§ **Things to do**
(1) Print everything in the editorial on myth and science from "At this level" down to "opened up for us.".
(2) According to the editorial on myth and science, which field does Andrea Hollingsworth draw on to shed light on empathy?
(3) Finish out the next part of the editorial on myth and science, picking up after its last sentence.

§ **Document section**
At this level of experience, we discover that we are contemporaries with the myth of ancient Mesopotamia and Greece and the ancient scriptures of the world’s religions. In this moment, we know the force and wisdom of the prescientific struggle that myth represents, even as we recognize the irrelevance of any literal conflict between myth and scientific fact. Rather than a competition between the premodern and the scientific images of self-conceiving, we come to know an experiential symbiosis in our struggle to negotiate the demands of being human in our own time. Here we have an item for the agenda of religion-and-science: constructive work toward fashioning this symbiosis of modern science and premodern myth—in the service of our understanding who we are in the cosmos that science has opened up for us.

This final issue of our forty-third year brings together several attempts to deal with issues that require some bridging of premodern myth and modern science—not always as the authors’ explicit intention, but latent in their efforts. A great deal of Marc Bekoff’s research over the years has focused on animal behavior. Heading up this issue is his Thinkpiece, “Increasing Our Compassion Footprint: The Animals’ Manifesto.” The first full article continues our emphasis on medical science and ethics as Fatima Agha Al-Hayani (Islamic jurisprudence) interprets Muslim thinking on stem-cells and cloning.

The following four papers deal with the interface between neuroscience and classic religious myth and practices. Psychologists Daniel Levine and Leonid Perlovsky present a detailed study of certain features of human neurocognitive behavior, in which they uncover a balancing of “knowledge expansion and heuristic simplification,” which they employ in an interpretation of the biblical myth of the Fall. Theologians Roland Karo and Meelis Friedenthal bring neurophenomenological concepts to bear on the New Testament myth of self-emptying (kenosis). Andrea Hollingsworth (theology) focuses on the field of interpersonal neurobiology to throw light on empathy and a “spirituality of compassion.” The last article in this area is the work of Brick Johnstone and Bret Glass, both psychologists, who develop a neuropsychological model that relates spiritual experiences to their research on persons with traumatic brain injuries.

§ **Information**
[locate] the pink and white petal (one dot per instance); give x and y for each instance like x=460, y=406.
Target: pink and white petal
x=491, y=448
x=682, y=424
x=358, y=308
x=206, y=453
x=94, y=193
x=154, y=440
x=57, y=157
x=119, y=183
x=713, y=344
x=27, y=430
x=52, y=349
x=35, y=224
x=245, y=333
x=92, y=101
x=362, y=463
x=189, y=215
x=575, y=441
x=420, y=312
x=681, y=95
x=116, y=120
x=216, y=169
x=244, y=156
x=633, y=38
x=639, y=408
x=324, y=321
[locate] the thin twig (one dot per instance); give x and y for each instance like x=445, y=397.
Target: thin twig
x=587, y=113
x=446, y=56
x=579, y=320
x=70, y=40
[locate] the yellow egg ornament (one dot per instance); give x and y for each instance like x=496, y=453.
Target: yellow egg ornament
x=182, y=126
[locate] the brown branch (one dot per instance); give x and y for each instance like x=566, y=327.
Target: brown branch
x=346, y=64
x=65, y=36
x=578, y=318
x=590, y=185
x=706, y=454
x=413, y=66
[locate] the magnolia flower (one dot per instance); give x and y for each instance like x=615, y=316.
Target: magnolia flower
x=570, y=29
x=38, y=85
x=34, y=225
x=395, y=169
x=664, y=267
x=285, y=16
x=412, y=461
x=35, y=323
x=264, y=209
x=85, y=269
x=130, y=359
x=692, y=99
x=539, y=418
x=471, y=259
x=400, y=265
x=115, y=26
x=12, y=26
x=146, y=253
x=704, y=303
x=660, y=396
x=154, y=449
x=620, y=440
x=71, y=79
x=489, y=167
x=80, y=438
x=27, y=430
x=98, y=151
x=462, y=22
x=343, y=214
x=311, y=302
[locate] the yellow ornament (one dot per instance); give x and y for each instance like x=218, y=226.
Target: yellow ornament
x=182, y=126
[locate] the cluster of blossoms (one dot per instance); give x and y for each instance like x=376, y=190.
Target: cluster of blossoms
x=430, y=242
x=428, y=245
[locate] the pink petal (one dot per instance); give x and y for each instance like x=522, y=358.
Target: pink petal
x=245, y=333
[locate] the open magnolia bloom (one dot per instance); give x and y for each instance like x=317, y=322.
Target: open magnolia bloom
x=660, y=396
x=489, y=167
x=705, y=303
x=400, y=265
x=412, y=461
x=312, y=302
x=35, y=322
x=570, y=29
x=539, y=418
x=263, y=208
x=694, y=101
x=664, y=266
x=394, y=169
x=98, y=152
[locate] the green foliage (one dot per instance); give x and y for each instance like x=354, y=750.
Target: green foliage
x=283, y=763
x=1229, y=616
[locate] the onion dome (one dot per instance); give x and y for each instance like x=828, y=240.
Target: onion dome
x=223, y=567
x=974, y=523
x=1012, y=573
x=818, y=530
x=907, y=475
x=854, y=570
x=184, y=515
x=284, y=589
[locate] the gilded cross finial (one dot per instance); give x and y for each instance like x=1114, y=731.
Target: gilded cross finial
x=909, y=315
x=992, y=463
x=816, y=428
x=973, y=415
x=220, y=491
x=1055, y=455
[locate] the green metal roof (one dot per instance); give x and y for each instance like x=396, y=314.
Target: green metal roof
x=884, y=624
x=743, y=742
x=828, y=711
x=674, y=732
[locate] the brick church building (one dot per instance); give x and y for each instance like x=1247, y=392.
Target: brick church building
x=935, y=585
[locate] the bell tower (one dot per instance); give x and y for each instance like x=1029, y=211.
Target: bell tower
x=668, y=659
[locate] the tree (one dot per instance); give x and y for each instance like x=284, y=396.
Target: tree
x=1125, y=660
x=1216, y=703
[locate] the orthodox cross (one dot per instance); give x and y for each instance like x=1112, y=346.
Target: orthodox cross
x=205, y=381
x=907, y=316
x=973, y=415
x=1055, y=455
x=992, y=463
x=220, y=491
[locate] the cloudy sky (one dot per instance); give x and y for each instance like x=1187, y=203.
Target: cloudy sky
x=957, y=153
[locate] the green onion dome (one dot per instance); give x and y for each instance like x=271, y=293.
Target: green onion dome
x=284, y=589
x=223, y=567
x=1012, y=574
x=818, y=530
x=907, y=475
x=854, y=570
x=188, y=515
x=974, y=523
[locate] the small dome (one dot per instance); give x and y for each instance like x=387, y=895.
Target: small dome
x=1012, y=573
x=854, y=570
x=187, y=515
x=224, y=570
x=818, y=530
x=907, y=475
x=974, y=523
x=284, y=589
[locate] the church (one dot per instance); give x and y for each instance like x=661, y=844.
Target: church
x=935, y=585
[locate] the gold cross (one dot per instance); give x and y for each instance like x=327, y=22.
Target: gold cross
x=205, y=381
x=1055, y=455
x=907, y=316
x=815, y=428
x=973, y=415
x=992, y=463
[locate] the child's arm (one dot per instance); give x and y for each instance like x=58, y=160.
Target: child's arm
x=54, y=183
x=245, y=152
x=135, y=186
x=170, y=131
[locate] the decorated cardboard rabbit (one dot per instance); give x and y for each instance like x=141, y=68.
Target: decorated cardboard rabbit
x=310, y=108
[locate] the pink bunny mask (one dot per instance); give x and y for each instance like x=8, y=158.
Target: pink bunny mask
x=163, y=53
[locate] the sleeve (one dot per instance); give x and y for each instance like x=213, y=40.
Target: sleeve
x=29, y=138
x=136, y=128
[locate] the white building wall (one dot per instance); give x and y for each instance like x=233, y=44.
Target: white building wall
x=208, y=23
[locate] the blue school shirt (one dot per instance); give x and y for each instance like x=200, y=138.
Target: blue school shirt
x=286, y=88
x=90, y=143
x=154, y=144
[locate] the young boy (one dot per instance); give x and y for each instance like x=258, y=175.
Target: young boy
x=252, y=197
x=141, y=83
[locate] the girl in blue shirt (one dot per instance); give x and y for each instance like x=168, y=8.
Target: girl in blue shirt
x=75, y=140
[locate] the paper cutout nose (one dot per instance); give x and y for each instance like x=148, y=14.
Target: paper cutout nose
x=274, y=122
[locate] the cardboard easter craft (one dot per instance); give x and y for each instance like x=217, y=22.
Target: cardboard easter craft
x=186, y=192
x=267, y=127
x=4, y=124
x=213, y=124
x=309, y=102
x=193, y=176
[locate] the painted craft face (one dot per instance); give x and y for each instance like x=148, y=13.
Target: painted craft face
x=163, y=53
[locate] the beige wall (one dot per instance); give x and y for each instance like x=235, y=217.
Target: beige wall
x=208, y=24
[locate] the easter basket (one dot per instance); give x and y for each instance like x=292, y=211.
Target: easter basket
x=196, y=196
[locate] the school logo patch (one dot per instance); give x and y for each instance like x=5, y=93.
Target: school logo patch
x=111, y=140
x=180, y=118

§ **Answers per task**
(1)
At this level of experience, we discover that we are contemporaries with the myth of ancient Mesopotamia and Greece and the ancient scriptures of the world’s religions. In this moment, we know the force and wisdom of the prescientific struggle that myth represents, even as we recognize the irrelevance of any literal conflict between myth and scientific fact. Rather than a competition between the premodern and the scientific images of self-conceiving, we come to know an experiential symbiosis in our struggle to negotiate the demands of being human in our own time. Here we have an item for the agenda of religion-and-science: constructive work toward fashioning this symbiosis of modern science and premodern myth—in the service of our understanding who we are in the cosmos that science has opened up for us.

(2) Interpersonal neurobiology.

(3)
The final section in this issue is a collection of seven articles from the annual meeting of the Society for Pentecostal Studies, earlier this year, which gave attention to Pentecostal perspectives on theology and science. To the best of our knowledge, this is the first such publication of its type, and it will be of lasting significance for charting the range of reflection on religion and science, particularly among groups that are not always associated with the field. Theologian Amos Yong is guest editor of this section, and he has provided an introduction to these articles. We are grateful to Yong for making it possible for Zygon to publish these pieces.

We conclude the issue with Charles Smith’s poem “Solstice,” and two reviews: Jame Schaefer on John Hart’s ecological ethics and Jennifer Baldwin on Brent Waters’s discussion of technology in the postmodern world.

Philip Hefner

Flanagan, Owen. 2007. The Really Hard Problem: Meaning in a Material World. Cambridge: MIT Press.